**Written exercise 1:** Reproduce the part of the data preprocessing tutorial that runs from "II. Data Preprocessing" down to "the necessary libraries.".
**Written exercise 2:**
Answer these questions about the data preprocessing tutorial:
(a) In what file was the scraped data stored?
(b) Which library does the tutorial say will be used for data frame manipulation?
(c) What variable name is the loaded dataset assigned to?
**Written exercise 3:** List every alias defined in the import lines of the data preprocessing tutorial, each with the library or module it stands for.

**Text provided:**
Data Pre-processing

II. Data Preprocessing using Pandas:

From part 1 of this series, https://developers.decoded.africa/data-science-project-part-1/, we focused on web scrapping with selenium and fie handling. We managed to store the scrapped data in 'pigiame.csv' file. In this part of the series, we will have to first load the CSV file into jupyter's Integrated development environment(ide), clean it and do some Exploratory Data Analysis(EDA) on it.

In case you are new to jupyter you can learn more on it at https://developers.decoded.africa/ever-wondered-how-a-simple-data-science-project-looks-like/

The first step before running any code is loading the necessary libraries.

import pandas as pd
import seaborn as sns
import numpy as np
import matplotlib.pyplot as plt
from matplotlib.ticker import PercentFormatter
  • Pandas will be used for data frame manipulation.
  • Seaborn and matpoltlib's sub-library pyplot will be used for visualization.
  • Numpy will be used for its mathematical capabilities.
  • PercentFormatter module in matpoltlib's sub-library ticker will be used to convert axis values into percentages.

Loading the dataset is possible with the help of the code below:

# Importing dataset
tvs = pd.read_csv('pigiame.csv', header=None)
tvs.head()

The output shows a glimpse of the dataset after loading:

After loading our scrapped dataset, we need to clean it before we use it for analysis. The series of code below is well commented to show the cleaning process that is unique to every dataset.

Entries taken from a collection
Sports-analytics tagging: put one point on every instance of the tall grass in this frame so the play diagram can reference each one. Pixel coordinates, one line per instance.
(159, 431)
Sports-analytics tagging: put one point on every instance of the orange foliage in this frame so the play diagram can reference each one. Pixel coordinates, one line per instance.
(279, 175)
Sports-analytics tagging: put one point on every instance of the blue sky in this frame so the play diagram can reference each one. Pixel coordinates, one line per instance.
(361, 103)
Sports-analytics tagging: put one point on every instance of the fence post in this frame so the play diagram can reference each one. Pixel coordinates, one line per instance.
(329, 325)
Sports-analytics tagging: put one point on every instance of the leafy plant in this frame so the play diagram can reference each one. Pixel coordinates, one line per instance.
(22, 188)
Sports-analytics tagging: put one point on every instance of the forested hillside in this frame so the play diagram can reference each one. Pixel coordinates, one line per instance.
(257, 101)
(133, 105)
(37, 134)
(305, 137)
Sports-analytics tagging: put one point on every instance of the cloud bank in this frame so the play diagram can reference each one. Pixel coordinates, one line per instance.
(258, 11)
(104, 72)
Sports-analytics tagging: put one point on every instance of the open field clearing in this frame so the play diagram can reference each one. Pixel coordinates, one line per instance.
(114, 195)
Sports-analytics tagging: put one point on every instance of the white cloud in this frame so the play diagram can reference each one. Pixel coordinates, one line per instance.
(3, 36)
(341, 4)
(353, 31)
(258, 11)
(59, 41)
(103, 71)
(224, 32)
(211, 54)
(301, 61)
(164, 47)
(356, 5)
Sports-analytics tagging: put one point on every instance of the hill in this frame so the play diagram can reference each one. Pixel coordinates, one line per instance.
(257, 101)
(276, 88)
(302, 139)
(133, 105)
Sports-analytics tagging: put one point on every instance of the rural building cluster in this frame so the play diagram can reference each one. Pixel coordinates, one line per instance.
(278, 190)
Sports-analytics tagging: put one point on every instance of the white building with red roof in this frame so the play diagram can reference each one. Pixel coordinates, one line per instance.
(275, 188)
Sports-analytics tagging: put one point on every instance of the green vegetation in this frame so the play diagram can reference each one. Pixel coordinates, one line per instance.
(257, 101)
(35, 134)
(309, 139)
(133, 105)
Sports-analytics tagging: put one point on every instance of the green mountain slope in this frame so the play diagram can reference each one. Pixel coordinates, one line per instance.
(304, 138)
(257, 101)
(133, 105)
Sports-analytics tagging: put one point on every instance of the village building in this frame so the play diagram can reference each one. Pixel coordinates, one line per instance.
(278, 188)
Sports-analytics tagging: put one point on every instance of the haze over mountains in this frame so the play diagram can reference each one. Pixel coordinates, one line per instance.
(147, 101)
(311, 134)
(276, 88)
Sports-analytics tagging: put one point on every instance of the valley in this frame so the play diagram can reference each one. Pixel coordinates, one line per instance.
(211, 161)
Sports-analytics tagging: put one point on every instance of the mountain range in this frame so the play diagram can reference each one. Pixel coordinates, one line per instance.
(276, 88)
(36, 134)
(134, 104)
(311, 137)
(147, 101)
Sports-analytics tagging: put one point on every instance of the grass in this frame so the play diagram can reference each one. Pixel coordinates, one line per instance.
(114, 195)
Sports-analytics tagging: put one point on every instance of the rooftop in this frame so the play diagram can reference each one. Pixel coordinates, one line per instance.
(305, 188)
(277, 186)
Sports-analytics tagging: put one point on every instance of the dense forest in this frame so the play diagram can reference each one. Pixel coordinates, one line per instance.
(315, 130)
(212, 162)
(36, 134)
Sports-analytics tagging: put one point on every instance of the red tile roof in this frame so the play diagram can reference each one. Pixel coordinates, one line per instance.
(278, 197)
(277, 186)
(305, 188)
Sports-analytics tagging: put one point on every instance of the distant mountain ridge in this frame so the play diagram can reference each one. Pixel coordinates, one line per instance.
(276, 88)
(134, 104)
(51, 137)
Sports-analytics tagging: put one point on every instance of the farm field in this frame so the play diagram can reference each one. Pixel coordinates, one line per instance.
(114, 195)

**Written solution 1:**
II. Data Preprocessing using Pandas:

From part 1 of this series, https://developers.decoded.africa/data-science-project-part-1/, we focused on web scrapping with selenium and fie handling. We managed to store the scrapped data in 'pigiame.csv' file. In this part of the series, we will have to first load the CSV file into jupyter's Integrated development environment(ide), clean it and do some Exploratory Data Analysis(EDA) on it.

In case you are new to jupyter you can learn more on it at https://developers.decoded.africa/ever-wondered-how-a-simple-data-science-project-looks-like/

The first step before running any code is loading the necessary libraries.

**Written solution 2:**
(a) pigiame.csv
(b) Pandas
(c) tvs

**Written solution 3:**
pd: pandas
sns: seaborn
np: numpy
plt: matplotlib.pyplot